### [Sayfa alıntısı]
^^^^^^^^^^^^^^^^
oyunda unterweger'i malkovich canlandırırken, arkada küçük bir orkestra ve unterweger'in hayatındaki kadınları canlandıran iki ariacı var. ariacılar 17. yy'dan birçok operdan "aşkından ölen. acı çekse de sevdiğine sadık ve aşık olan kadın" temalı ne kadar aria varsa okuyorlar ara ara. bazen tek başlarına sahnedeler bazen de malkovich'in basmakalıp sembolik oyunlarıyla süsleniyor durum.

unterweger, zeki bir serikatil elbette. üzerine yazılmış bu tekstte, hayatındaki kadınlar üzerinden anlatıyor çoğu şeyi: annesinden başlayıp, hayat boyu ona hayran olan binlerce kadın üzerinden. "hiçbirşey olmaktansa ünlü bir serikatilim olurum daha iyi" diyor. kadınların ona, bir serikatile nasıl hayran olduklarından bahsediyor. "kadınlar benden ya nefret ediyorlar ya da aşık oluyorlar ama her iki durumda da asla yalnız bırakmıyorlar" diyor.
^^^^^^^^^^^^^^^^
### [Doğal dilde bölge açıklamaları]
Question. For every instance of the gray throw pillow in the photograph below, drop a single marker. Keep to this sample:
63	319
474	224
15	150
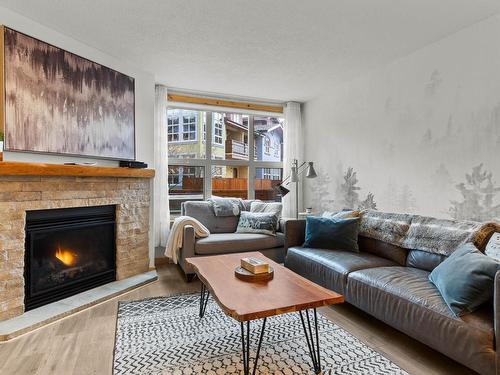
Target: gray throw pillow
257	222
465	279
267	207
226	206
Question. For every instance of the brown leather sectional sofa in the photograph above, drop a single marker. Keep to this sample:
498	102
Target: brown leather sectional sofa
391	283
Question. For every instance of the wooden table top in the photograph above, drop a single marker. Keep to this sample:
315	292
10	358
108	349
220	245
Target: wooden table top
242	300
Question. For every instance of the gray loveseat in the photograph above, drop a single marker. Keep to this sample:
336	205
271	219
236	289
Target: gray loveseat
388	279
224	240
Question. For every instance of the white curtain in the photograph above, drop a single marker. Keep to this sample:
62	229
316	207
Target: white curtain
293	149
161	207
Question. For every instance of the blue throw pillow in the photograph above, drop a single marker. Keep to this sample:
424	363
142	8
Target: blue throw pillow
332	233
465	279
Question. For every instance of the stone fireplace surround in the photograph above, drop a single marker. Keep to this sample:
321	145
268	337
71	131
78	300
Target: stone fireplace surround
29	186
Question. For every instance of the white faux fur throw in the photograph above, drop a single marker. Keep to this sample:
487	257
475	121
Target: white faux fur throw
414	232
441	236
176	235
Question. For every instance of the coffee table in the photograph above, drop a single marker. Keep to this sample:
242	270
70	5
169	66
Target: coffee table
247	301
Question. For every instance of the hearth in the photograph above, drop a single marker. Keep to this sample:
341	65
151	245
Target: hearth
68	251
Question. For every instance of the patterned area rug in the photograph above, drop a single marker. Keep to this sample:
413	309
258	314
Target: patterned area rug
166	336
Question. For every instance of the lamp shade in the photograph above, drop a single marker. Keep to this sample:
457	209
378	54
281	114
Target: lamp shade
311	173
294	175
281	190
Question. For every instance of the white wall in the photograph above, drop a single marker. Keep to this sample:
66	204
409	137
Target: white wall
412	130
144	94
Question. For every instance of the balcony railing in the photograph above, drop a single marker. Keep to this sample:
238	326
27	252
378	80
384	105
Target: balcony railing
237	150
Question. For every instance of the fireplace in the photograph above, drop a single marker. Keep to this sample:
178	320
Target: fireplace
68	251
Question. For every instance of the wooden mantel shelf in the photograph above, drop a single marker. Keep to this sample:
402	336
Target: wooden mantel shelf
10	168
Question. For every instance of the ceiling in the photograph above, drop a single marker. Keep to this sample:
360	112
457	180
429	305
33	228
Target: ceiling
274	49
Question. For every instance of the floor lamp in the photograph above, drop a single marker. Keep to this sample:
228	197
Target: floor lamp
295	173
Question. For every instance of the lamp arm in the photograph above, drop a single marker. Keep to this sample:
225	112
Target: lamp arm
298	173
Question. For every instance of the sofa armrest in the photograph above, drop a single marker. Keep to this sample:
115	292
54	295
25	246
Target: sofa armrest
294	231
187	249
496	317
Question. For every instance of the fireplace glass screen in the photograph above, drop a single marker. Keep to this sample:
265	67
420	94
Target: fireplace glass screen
68	251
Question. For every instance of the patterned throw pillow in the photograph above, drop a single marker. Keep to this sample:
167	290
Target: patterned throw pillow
267	207
257	222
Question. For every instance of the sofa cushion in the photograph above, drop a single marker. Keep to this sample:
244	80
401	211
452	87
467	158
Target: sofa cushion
465	279
404	298
258	222
383	249
203	212
225	243
329	268
326	233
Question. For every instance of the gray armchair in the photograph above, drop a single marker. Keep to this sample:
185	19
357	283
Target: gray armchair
224	240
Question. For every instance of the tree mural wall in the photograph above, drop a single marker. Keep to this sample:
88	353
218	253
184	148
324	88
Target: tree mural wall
421	133
478	196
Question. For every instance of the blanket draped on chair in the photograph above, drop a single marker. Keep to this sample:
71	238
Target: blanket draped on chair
174	242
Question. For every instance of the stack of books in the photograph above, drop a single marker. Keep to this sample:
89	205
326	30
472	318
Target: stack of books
254	265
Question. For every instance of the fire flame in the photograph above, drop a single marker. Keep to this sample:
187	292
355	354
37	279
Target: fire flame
67	257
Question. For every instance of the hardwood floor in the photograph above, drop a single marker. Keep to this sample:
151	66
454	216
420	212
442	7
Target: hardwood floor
83	343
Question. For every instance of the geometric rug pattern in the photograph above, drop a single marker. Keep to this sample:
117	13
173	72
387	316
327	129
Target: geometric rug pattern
166	336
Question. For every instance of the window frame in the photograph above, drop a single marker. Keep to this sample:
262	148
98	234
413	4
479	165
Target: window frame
208	137
180	127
^^^^^^^^^^^^^^^^
### [Anlama kontrolü]
• a. Oyunla ilgili metinden "oyunda unterweger'i malkovich" ile başlayıp "oyunlarıyla süsleniyor durum." ifadesine kadar süren bölümü aynen yazın.
• b. Aşağıdaki ifadeler oyunla ilgili metinle örtüşüyor mu? Her biri için evet ya da hayır deyin ve metindeki belirleyici sözleri değiştirmeden alıntılayın.
(i) Oyunda Unterweger'i Malkovich canlandırıyor.
(ii) Sahnede Unterweger'in hayatındaki kadınları üç ariacı canlandırıyor.
(iii) Unterweger, kadınların kendisinden ya nefret ettiğini ya da ona aşık olduğunu söylüyor.

### [Görev yanıtları]
• a.
oyunda unterweger'i malkovich canlandırırken, arkada küçük bir orkestra ve unterweger'in hayatındaki kadınları canlandıran iki ariacı var. ariacılar 17. yy'dan birçok operdan "aşkından ölen. acı çekse de sevdiğine sadık ve aşık olan kadın" temalı ne kadar aria varsa okuyorlar ara ara. bazen tek başlarına sahnedeler bazen de malkovich'in basmakalıp sembolik oyunlarıyla süsleniyor durum.

• b.
(i) Evet: "oyunda unterweger'i malkovich canlandırırken"
(ii) Hayır: "unterweger'in hayatındaki kadınları canlandıran iki ariacı var"
(iii) Evet: "kadınlar benden ya nefret ediyorlar ya da aşık oluyorlar"